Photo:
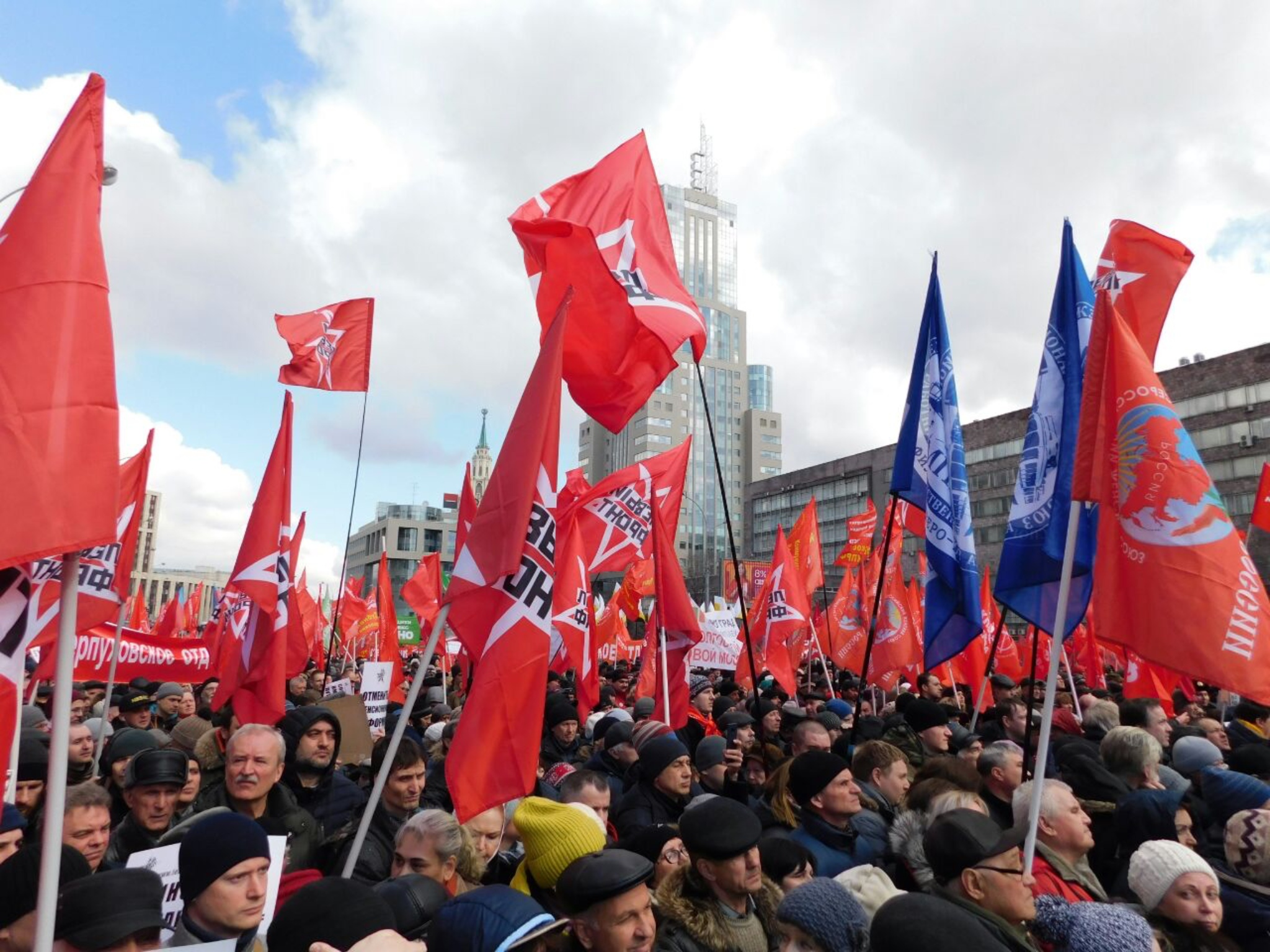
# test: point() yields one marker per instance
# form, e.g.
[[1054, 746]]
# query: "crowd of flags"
[[1155, 558]]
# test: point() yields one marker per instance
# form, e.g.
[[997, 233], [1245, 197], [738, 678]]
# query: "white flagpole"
[[59, 749], [1055, 655], [390, 754]]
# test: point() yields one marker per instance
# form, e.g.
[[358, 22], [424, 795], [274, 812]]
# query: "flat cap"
[[102, 910], [595, 878], [719, 829]]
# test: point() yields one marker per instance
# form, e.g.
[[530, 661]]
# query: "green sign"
[[408, 631]]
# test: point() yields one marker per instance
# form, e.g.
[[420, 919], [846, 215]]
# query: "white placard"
[[721, 643], [376, 684], [166, 861]]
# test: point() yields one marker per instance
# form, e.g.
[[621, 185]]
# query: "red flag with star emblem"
[[1168, 550], [331, 348], [59, 410], [615, 517], [253, 676], [603, 232], [500, 599]]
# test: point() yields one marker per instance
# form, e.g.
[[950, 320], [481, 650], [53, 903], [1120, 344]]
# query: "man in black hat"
[[19, 889], [984, 897], [150, 786], [120, 910], [835, 827], [719, 901], [134, 710], [609, 902]]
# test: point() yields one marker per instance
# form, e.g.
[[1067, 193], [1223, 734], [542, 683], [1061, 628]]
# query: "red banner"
[[183, 660]]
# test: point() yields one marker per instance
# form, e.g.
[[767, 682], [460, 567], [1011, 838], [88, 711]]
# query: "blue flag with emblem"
[[930, 474], [1032, 559]]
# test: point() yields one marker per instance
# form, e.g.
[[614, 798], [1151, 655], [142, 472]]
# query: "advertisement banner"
[[183, 660], [721, 643], [753, 574]]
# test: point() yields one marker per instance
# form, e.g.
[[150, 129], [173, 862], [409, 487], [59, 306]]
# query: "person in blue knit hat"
[[822, 917]]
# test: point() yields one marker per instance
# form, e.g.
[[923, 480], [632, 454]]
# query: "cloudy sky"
[[281, 156]]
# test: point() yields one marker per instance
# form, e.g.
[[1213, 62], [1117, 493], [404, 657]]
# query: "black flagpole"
[[343, 565], [732, 539], [873, 620]]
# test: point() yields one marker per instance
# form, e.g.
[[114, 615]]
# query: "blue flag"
[[930, 474], [1032, 558]]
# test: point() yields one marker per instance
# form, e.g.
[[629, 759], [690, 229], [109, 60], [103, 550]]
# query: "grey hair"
[[1104, 715], [251, 730], [1130, 752], [995, 756], [1049, 791]]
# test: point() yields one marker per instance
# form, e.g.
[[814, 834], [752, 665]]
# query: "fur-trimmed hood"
[[906, 843], [690, 917]]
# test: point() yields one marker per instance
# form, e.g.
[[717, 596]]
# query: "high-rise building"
[[747, 430]]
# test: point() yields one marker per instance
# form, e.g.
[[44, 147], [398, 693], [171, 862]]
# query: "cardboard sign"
[[376, 684], [355, 734], [721, 643], [166, 862]]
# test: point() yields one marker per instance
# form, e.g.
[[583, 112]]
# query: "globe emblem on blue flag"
[[1166, 496]]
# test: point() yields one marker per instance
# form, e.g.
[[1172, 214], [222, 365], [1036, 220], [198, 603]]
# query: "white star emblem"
[[324, 346]]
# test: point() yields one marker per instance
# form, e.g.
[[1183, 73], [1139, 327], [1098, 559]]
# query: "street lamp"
[[110, 174]]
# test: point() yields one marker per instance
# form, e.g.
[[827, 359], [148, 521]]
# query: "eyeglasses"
[[997, 868]]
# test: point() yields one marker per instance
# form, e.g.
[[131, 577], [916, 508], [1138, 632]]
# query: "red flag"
[[603, 232], [1261, 508], [253, 677], [59, 412], [331, 348], [615, 517], [860, 532], [1141, 271], [389, 641], [573, 617], [466, 512], [804, 545], [424, 591], [779, 615], [676, 616], [1168, 550], [500, 602]]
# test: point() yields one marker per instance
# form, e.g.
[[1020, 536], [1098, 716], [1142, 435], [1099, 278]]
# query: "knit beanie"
[[828, 913], [1227, 792], [921, 714], [1091, 927], [659, 753], [215, 845], [1193, 754], [1157, 863], [648, 730], [19, 880], [812, 772], [649, 840], [554, 835], [1248, 844], [334, 910], [710, 753]]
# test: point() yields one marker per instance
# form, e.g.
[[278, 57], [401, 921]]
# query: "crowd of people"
[[831, 819]]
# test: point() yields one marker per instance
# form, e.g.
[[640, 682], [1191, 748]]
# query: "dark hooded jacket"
[[334, 799]]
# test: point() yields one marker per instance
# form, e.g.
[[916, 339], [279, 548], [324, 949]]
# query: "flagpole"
[[987, 669], [666, 674], [110, 684], [394, 743], [352, 506], [873, 620], [732, 539], [1055, 648], [59, 749]]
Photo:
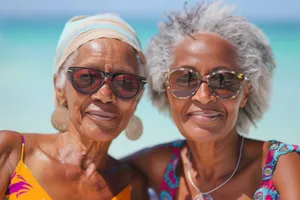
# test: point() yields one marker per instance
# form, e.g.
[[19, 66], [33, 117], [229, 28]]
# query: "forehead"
[[205, 50], [107, 52]]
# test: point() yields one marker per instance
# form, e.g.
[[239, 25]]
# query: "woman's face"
[[203, 117], [101, 116]]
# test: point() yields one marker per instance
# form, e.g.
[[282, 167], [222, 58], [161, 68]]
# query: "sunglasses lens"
[[183, 83], [126, 86], [86, 80], [225, 85]]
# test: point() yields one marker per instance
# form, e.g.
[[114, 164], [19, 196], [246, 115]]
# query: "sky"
[[253, 9]]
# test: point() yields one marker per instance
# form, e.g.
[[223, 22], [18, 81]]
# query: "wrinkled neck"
[[215, 159]]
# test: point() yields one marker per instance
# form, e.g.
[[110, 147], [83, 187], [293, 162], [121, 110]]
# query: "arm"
[[287, 176], [10, 148], [152, 163], [139, 188]]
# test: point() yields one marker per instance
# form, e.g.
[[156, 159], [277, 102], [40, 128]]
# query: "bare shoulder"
[[10, 142], [286, 175], [10, 151], [152, 162]]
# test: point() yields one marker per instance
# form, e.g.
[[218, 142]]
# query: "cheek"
[[126, 108], [232, 108], [176, 106], [76, 103]]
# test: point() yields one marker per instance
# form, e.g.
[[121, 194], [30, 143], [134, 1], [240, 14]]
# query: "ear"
[[59, 92], [247, 92]]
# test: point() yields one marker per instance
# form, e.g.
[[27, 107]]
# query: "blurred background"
[[29, 32]]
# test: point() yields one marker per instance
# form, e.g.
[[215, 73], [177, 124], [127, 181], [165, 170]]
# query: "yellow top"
[[23, 186]]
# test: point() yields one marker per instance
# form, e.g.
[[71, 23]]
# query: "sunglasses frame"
[[111, 75], [203, 79]]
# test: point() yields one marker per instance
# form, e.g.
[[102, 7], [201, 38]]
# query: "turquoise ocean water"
[[27, 50]]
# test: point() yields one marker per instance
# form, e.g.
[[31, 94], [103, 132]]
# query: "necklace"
[[205, 195]]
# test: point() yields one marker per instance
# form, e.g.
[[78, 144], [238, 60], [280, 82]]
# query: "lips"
[[204, 115], [100, 115]]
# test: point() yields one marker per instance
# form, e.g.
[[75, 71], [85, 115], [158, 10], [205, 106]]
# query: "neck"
[[77, 150], [217, 159]]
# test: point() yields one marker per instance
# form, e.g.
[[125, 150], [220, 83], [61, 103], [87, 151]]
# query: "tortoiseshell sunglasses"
[[184, 83]]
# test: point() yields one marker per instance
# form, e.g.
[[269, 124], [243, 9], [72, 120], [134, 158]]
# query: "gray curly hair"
[[254, 54]]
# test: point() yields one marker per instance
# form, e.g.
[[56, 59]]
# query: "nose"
[[203, 94], [105, 93]]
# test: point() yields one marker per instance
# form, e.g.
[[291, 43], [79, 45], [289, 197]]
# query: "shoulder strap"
[[276, 150], [23, 148], [170, 182]]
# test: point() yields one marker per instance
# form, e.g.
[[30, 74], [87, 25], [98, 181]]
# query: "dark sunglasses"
[[184, 83], [88, 81]]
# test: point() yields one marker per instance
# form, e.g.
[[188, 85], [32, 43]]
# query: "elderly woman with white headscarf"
[[212, 71], [99, 79]]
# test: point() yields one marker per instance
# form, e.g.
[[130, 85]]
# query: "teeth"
[[206, 114]]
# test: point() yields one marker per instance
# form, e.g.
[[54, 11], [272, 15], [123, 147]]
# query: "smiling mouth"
[[204, 117], [101, 116]]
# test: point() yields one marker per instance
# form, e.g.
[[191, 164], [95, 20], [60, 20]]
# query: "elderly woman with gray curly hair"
[[99, 79], [212, 71]]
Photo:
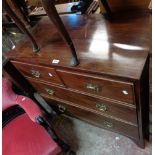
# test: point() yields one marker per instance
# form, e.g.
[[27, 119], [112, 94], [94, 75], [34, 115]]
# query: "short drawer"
[[96, 119], [117, 90], [126, 113], [38, 72]]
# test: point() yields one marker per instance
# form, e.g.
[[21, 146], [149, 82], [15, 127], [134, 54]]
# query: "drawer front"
[[38, 72], [99, 86], [103, 107], [96, 119]]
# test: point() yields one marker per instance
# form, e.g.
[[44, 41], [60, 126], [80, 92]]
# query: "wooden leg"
[[20, 25], [54, 17]]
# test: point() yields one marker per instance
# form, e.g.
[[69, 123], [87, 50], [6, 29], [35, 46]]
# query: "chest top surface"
[[117, 47]]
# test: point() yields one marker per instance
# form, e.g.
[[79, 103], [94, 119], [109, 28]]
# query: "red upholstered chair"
[[27, 133]]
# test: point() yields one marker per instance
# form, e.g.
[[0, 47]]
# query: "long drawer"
[[126, 113], [117, 90], [95, 119], [38, 72]]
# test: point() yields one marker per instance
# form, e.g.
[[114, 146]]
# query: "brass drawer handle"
[[108, 124], [93, 87], [49, 91], [101, 107], [61, 108], [35, 73]]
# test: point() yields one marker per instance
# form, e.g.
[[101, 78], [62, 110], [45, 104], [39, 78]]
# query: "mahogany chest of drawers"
[[109, 88]]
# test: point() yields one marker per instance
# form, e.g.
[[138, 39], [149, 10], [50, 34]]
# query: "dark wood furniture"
[[110, 87]]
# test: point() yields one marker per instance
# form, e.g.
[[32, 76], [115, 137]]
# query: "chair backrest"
[[9, 98]]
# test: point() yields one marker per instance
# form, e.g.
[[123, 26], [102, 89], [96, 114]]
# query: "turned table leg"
[[54, 17]]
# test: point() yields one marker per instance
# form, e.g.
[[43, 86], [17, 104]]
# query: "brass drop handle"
[[93, 87], [61, 108], [101, 107], [108, 124], [35, 73], [49, 91]]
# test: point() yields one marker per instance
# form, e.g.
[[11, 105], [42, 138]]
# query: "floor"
[[87, 139]]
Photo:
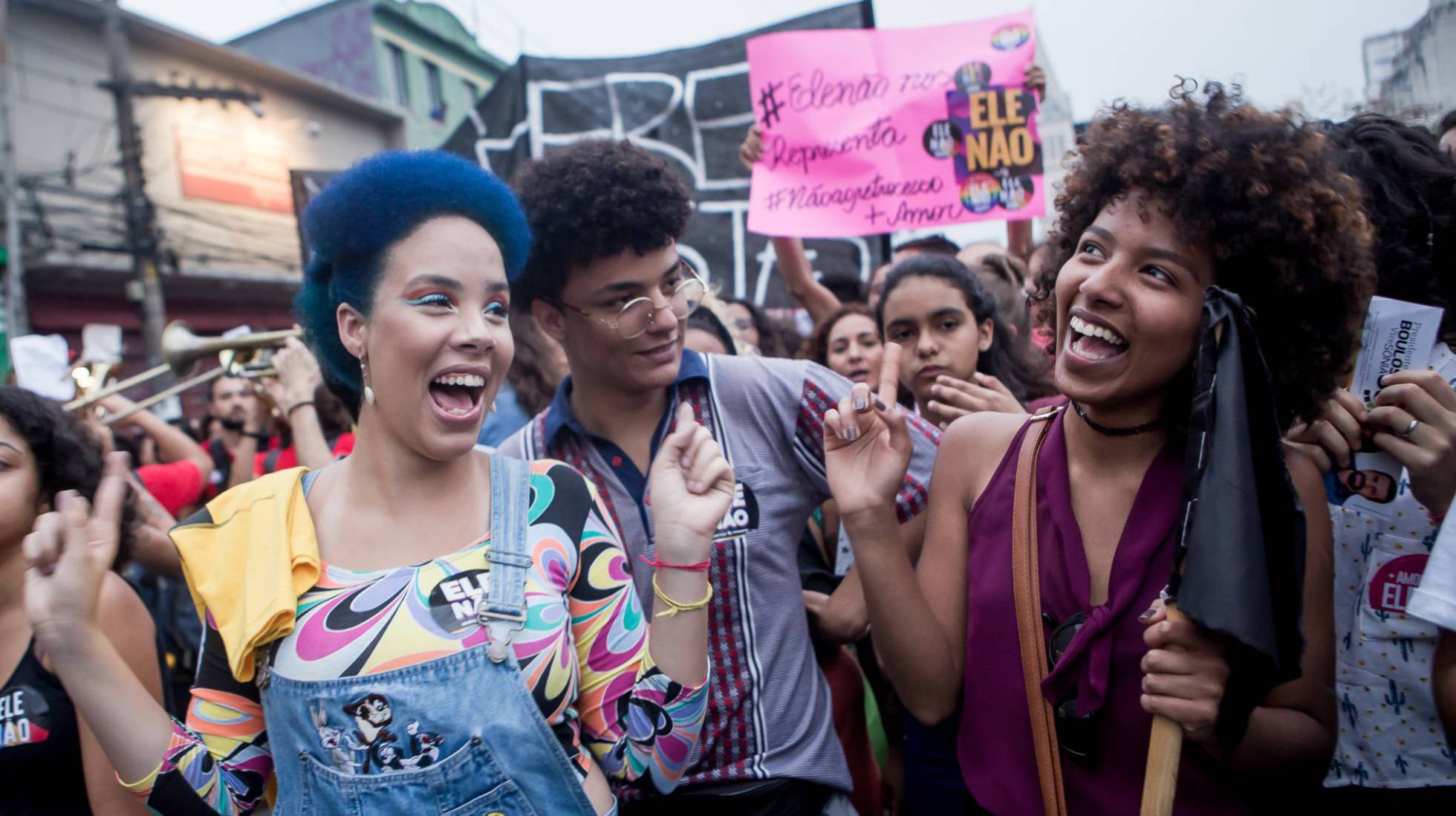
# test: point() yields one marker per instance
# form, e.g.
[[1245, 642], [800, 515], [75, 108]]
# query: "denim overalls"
[[456, 736]]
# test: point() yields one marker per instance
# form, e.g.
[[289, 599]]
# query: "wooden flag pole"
[[1164, 754]]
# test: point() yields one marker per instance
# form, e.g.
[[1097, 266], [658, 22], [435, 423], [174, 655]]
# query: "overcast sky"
[[1101, 50]]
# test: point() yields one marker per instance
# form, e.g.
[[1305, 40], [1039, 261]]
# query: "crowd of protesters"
[[535, 520]]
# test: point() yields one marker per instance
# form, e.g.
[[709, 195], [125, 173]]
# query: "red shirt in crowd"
[[175, 484], [289, 458]]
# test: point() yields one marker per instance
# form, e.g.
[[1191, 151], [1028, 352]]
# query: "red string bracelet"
[[655, 564]]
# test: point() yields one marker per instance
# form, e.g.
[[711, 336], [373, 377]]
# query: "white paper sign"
[[101, 343], [42, 366]]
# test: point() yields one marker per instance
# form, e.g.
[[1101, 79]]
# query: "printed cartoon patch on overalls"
[[371, 748]]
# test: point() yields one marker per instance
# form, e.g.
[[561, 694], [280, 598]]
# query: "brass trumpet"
[[247, 356]]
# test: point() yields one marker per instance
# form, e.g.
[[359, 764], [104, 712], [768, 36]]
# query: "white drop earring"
[[368, 391]]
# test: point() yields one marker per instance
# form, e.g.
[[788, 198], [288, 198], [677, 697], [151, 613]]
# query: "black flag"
[[692, 107], [1241, 558]]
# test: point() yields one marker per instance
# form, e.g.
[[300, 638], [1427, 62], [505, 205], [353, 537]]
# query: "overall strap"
[[1027, 589], [503, 612]]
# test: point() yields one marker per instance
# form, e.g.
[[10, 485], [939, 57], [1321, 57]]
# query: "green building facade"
[[417, 56]]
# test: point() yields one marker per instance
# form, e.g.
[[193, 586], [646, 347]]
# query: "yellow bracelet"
[[673, 606]]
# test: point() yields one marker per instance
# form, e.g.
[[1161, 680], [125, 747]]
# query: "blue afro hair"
[[367, 209]]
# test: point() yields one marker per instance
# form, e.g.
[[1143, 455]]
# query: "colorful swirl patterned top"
[[582, 653]]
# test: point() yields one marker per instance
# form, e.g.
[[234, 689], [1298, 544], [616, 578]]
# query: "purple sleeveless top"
[[1101, 667]]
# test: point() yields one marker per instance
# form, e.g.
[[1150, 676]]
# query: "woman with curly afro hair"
[[50, 757], [1160, 206], [1398, 754]]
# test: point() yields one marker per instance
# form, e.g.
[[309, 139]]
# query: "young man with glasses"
[[608, 282]]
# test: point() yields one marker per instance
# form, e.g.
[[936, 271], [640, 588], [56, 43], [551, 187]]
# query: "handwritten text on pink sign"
[[871, 132]]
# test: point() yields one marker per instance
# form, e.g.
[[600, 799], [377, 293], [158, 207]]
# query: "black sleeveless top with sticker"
[[39, 745]]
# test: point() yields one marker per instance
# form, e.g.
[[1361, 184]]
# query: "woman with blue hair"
[[418, 627]]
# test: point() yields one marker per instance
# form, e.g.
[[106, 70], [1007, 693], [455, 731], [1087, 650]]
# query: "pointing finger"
[[890, 373]]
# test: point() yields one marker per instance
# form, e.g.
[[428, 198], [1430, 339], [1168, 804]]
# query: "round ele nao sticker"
[[1010, 38], [1392, 585]]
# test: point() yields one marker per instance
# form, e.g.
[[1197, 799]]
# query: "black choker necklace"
[[1108, 430]]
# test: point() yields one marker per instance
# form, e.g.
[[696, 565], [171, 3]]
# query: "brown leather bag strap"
[[1027, 589]]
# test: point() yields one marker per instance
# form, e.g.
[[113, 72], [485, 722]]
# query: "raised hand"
[[1334, 436], [1416, 421], [867, 446], [1184, 672], [955, 398], [297, 373], [752, 149], [691, 488], [68, 557], [1036, 80]]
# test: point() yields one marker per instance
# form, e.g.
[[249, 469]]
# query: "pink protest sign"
[[871, 132]]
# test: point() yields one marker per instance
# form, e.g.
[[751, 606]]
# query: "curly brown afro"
[[1263, 191], [593, 200]]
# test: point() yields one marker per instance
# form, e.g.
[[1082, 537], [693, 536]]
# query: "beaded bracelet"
[[658, 564], [677, 606]]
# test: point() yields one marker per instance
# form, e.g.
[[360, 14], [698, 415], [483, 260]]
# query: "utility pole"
[[142, 218], [15, 314]]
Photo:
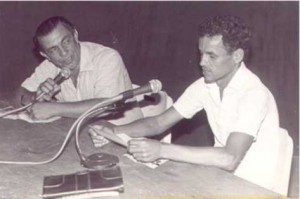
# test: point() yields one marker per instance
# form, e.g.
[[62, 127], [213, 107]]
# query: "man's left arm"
[[227, 157]]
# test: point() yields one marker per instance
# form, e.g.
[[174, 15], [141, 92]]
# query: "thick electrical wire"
[[79, 120]]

============================================================

From the first line of the entries above through the line with "[[621, 185]]", set down each line exactly and drop the pictures.

TASK RESULT:
Photo:
# test: point() yields one marker per instance
# form, e.g.
[[1054, 746]]
# query: "crowd of flags"
[[1155, 558]]
# test: point() yields one marker per instance
# form, e.g.
[[997, 233], [1245, 197], [738, 678]]
# query: "white flagpole"
[[59, 749], [1055, 655], [390, 754]]
# test: point() yields one marker per instance
# form, e.g.
[[358, 22], [424, 795], [274, 812]]
# query: "flat cap"
[[102, 910], [595, 878], [719, 829]]
# test: point() yields one marker per instance
# form, e.g.
[[530, 661]]
# query: "green sign"
[[408, 631]]
# test: point() yields one marker per instance
# form, e.g.
[[420, 919], [846, 215]]
# query: "white placard"
[[721, 643], [376, 684], [166, 861]]
# test: point() yields one marker per instance
# form, e.g.
[[621, 185]]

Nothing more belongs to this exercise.